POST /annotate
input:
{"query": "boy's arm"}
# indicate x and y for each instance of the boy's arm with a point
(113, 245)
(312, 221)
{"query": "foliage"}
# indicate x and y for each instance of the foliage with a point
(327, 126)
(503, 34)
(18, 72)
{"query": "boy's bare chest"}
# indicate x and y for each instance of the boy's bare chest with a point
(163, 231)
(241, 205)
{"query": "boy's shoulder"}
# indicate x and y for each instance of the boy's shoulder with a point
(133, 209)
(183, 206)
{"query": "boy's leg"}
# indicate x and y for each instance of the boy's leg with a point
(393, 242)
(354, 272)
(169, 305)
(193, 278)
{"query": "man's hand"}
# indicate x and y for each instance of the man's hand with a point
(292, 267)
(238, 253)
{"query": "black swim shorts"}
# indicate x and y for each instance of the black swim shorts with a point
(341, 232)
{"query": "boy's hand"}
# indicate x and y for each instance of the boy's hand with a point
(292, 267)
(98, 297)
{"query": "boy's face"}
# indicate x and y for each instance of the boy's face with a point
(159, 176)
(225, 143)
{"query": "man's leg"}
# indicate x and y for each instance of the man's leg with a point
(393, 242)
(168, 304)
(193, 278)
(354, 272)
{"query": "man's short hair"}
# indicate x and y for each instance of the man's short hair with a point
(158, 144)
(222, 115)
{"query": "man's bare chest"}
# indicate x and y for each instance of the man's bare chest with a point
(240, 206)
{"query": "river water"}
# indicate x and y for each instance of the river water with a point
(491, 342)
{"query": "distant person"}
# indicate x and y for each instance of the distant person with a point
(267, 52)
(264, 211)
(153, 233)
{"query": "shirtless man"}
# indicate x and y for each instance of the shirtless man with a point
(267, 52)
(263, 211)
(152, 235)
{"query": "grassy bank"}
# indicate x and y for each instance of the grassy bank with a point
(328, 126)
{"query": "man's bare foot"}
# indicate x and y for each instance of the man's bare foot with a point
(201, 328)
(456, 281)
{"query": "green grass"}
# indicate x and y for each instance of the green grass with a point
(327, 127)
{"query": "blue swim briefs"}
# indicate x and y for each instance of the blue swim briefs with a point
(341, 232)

Set problem:
Could you reproduce every record above exactly as it appears?

Solution for this exercise:
POST /annotate
input:
{"query": "boy's arm"}
# indicate x and y for each instance of the boy's arm with a point
(113, 245)
(312, 221)
{"query": "foliage"}
# indicate x and y for each instance of the foliage with a point
(327, 126)
(503, 34)
(18, 72)
{"query": "boy's bare chest"}
# indicate x and y for each instance of the boy's bare chest with a point
(163, 231)
(241, 205)
{"query": "boy's shoulder"}
# indicate x and y for each instance of the boy's shoulder with a point
(133, 209)
(183, 206)
{"query": "boy's leg"}
# indicate x and y for each instance of the boy's leg with a point
(393, 242)
(354, 272)
(169, 305)
(193, 278)
{"query": "man's hand"}
# indicate x and y for each instance of the man's hand with a point
(292, 267)
(238, 253)
{"query": "black swim shorts"}
# indicate x and y for each instance of the black swim shorts with a point
(341, 232)
{"query": "boy's hand"}
# indicate x and y for each instance of the boy's hand with a point
(292, 267)
(98, 297)
{"query": "boy's face"}
# indicate x and y for each instance of the boy's face with a point
(159, 176)
(225, 143)
{"query": "man's leg"}
# indicate x and y for each instance of the man's leg with a point
(393, 242)
(168, 304)
(193, 278)
(354, 272)
{"query": "man's short hair"}
# indicate x and y for each instance of the man's short hair with a point
(158, 144)
(222, 115)
{"query": "man's bare chest"}
# indicate x and y for each instance of the man's bare chest with a point
(240, 206)
{"query": "river water"}
# indicate x and y for each instance of the river water with a point
(491, 342)
{"query": "distant person"}
# indicate x and y for each instance of the distant person with a point
(267, 52)
(264, 211)
(153, 233)
{"query": "shirtless man"}
# indicate x and y for each instance of the shirtless man with a point
(267, 52)
(263, 211)
(152, 235)
{"query": "grassy bank"}
# indicate x and y for each instance of the grassy bank with a point
(328, 126)
{"query": "man's bare foot"}
# indicate x and y for each instance of the man's bare foot with a point
(201, 328)
(456, 281)
{"query": "green grass"}
# indicate x and y for each instance of the green grass with a point
(327, 127)
{"query": "blue swim briefs"}
# indicate x and y for each instance of the blue swim briefs with a point
(341, 232)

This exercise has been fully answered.